• Task directions
Please state how many lines of the data below contain the word "wispy". Reply with the number alone.

• Given records
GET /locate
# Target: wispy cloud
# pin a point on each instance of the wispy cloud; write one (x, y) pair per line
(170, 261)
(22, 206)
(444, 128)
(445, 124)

• Exercise output
2